Starting with the co2 tibble, plot the annual emissions of a country of your choice. Hint: use the geom_line() geom.

##### SOLUTION

dat <- filter(co2, country=="Sweden")
ggplot(dat, aes(x=year, y=kt)) + geom_line()

#####

Joining tables

To compare emissions between countries in a fair way, it would make sense to convert them to a per-capita basis. Let’s start with the figures for 1997 to see how this can be done.

First we will make a new tibble containing only the 1997 emissions:

co2_1997 <- filter(co2, year==1997)
co2_1997

However, the population data is not yet in the co2 tibble, so we will need to look it up from another tibble by matching the country name. This type of relational data, where information must be collected from multiple tables, requires careful handling to make sure that rows in different tables are correctly associated with each other. The country name acts as a key to unlock the correct data from the associated table.

The relevant population data is in the stats97 table:

stats97

However, this is indexed by the geo code, rather than the country name that we find in co2_1997. Fortunately, the countries tibble contains both:

countries

Taking the co2_1997 data, we apply a left_join() to connect its country variable to the name variable in countries:

co2_1997 <- left_join(co2_1997, countries, by=c("country"="name"))
co2_1997

For every row in the original table, left_join() tries to match its country with a name in countries. The resulting table imports the additional columns from the countries tibble, so now we can associate each geo code with the correct CO_2 emissions.

left_join() is just one of several dplyr functions for working with relational data. You can read more about relational data in the R for Data Science online textbook.

Exercise

Use another left_join() to connect co2_1997 to stats97. Hint: dplyr will automatically match keys where the variable names are the same, so this join is a little easier than the last one.

##### SOLUTION

co2_1997 <- left_join(co2_1997,stats97)
## Joining, by = "geo"
co2_1997
#####
Exercise

Calculate the per-capita emissions for 1997 as a new column and plot these on a histogram.

##### SOLUTION

co2_1997 <- mutate(co2_1997, kt_pp = kt/pop)
co2_1997
ggplot(co2_1997,aes(x=kt_pp)) + geom_histogram(bins=20) + scale_x_log10()

#####

Pipes

Often, the operations we want to apply to data require several steps. Because R is organised around functions, we can sometimes get tied up with nested parentheses (), or confused by a lot of intermediate variables.

··········

**TASKS TO PERFORM**.
1. In the R tutorial passage on joining tables, what is the stats97 table indexed by instead of the country name?
2. Resume the R tutorial passage from its last sentence, carrying on its section on pipes.

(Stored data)
··········

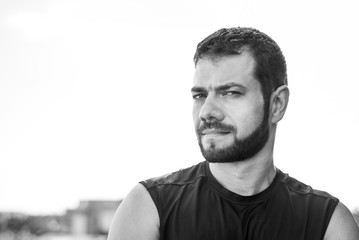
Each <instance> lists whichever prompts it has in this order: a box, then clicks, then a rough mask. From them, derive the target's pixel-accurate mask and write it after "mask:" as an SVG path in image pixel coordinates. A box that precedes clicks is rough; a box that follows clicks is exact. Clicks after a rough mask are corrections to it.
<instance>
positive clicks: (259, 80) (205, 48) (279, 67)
mask: <svg viewBox="0 0 359 240" xmlns="http://www.w3.org/2000/svg"><path fill="white" fill-rule="evenodd" d="M246 50H248V51H249V52H251V54H252V56H253V57H254V59H255V61H256V69H255V77H256V78H257V79H258V81H259V83H260V84H261V90H262V94H263V97H264V101H265V102H266V105H267V106H268V104H269V98H270V96H271V94H272V92H273V91H274V90H276V89H277V88H278V87H280V86H282V85H287V84H288V83H287V66H286V62H285V59H284V56H283V53H282V51H281V50H280V48H279V46H278V44H277V43H276V42H275V41H274V40H273V39H271V38H270V37H269V36H268V35H266V34H264V33H262V32H260V31H258V30H257V29H253V28H242V27H237V28H222V29H220V30H218V31H216V32H214V33H212V34H211V35H209V36H208V37H206V38H205V39H204V40H203V41H202V42H200V43H199V44H198V45H197V49H196V53H195V55H194V62H195V65H197V62H198V61H199V60H200V59H201V58H204V57H209V58H211V59H212V60H215V59H216V58H221V57H225V56H229V55H236V54H241V52H243V51H246Z"/></svg>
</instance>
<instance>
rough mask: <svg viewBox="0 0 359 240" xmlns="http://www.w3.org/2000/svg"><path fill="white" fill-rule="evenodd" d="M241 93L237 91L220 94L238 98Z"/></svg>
mask: <svg viewBox="0 0 359 240" xmlns="http://www.w3.org/2000/svg"><path fill="white" fill-rule="evenodd" d="M241 94H242V93H240V92H238V91H225V92H223V93H222V95H223V96H239V95H241Z"/></svg>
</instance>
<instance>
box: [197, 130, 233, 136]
mask: <svg viewBox="0 0 359 240" xmlns="http://www.w3.org/2000/svg"><path fill="white" fill-rule="evenodd" d="M229 133H230V131H226V130H221V129H205V130H203V131H202V132H201V134H202V135H225V134H229Z"/></svg>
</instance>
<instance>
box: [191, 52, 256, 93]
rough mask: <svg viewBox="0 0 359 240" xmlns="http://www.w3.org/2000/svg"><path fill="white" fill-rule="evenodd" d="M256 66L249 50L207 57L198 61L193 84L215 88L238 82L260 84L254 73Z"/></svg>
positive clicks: (211, 87)
mask: <svg viewBox="0 0 359 240" xmlns="http://www.w3.org/2000/svg"><path fill="white" fill-rule="evenodd" d="M255 66H256V62H255V60H254V58H253V56H252V55H251V54H250V52H248V51H243V52H242V53H241V54H239V55H232V56H225V57H220V58H215V59H212V58H208V57H205V58H203V59H200V60H199V61H198V62H197V65H196V70H195V74H194V81H193V85H194V86H196V87H202V88H206V89H213V88H216V87H218V86H221V85H224V84H228V83H237V84H240V85H243V86H244V87H248V88H250V87H252V86H253V85H259V82H258V81H257V80H256V78H255V75H254V72H255Z"/></svg>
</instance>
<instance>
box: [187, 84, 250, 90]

··········

**EXERCISE RESULTS**.
1. The geo code.

2.
One solution for more understandable code is to make use of pipes (from the magrittr package) to chain functions together.

The pipe operator is %>%.

We can think of x %>% f as having the same meaning as f(x).

A simple example:

1:10 %>% mean
## [1] 5.5

We can also pipe the output to a new function:

1:10 %>% 
  mean %>%
  log
## [1] 1.704748

To capture the result of a chain of pipes, use variable assignment with the arrow operator as normal:

x <- 1:10 %>% 
  mean %>%
  log

x
## [1] 1.704748

By default, the piped value is used as the first argument of the function to which it is directed.

Any further positional arguments that are given to the function will be associated with the second argument onwards:

1:10 %>%
  sample(5)  # sample(x, s) returns a random sample (without replacement) of size s from the vector x
## [1] 2 8 9 5 6

However, for functions that take more than one argument, sometimes we need to refer to the piped value directly using .:

1:10 %>% 
  mean %>%
  log %>%
  rnorm(10, ., 1)  # rnorm(n, mu, sd) returns a vector of n random samples from a normal distribution with mean mu and standard deviation sd
##  [1] 0.8347929 2.8742657 2.8988907 0.9907220 1.9649831 0.8809225 0.7244809
##  [8] 1.3000776 3.2714297 0.2171248

Exercise

Starting with co2, recreate the 1997 per-capita emissions histogram, this time using pipes instead of overwriting variables.

co2 %>%

##### SOLUTION

  filter(year==1997) %>%                                                # filter co2 by year   
  left_join(countries, by=c("country"="name")) %>%                      # join countries
  left_join(stats97) %>%                                                # join stats97
  mutate(kt_pp = kt/pop) %>%                                            # calculate per-capita emissions
  ggplot(aes(x=kt_pp)) + geom_histogram(bins=20) + scale_x_log10()      # make the histogram
## Joining, by = "geo"

#####

Exercise

The file population_total.csv contains (real or predicted) population data for each country for the years 1800-2100.

Write a workflow to construct a tibble co2_pp containing the following columns:

  • country
  • year
  • kt = total CO2 emissions (in kilotonnes)
  • pop = total population
  • t_pp = per-capita CO2 emissions (in tonnes)
##### SOLUTION

population <- read_csv("population_total.csv") %>%        # load the population data
  gather(-country, key=year, value=pop, na.rm=TRUE) %>%   # tidy the data
  mutate(year=parse_integer(year))                        # convert strings to numbers
## Parsed with column specification:
## cols(
##   .default = col_double(),
##   country = col_character()
## )
## See spec(...) for full column specifications.
co2_pp <- co2 %>%
  left_join(population) %>%                               # join on (country, year)
  drop_na(pop) %>%                                        # drop rows with no population data
  mutate(t_pp = 1000*kt/pop)                              # calculate per-capita emissions in tonnes
## Joining, by = c("country", "year")
#####

Summarising data across groups

Cases often belong to distinct groups that we want to compare with each other in some way.

Exercise

Using the output of the previous exercise and the countries tibble, add columns for the geo code and the eight_regions grouping.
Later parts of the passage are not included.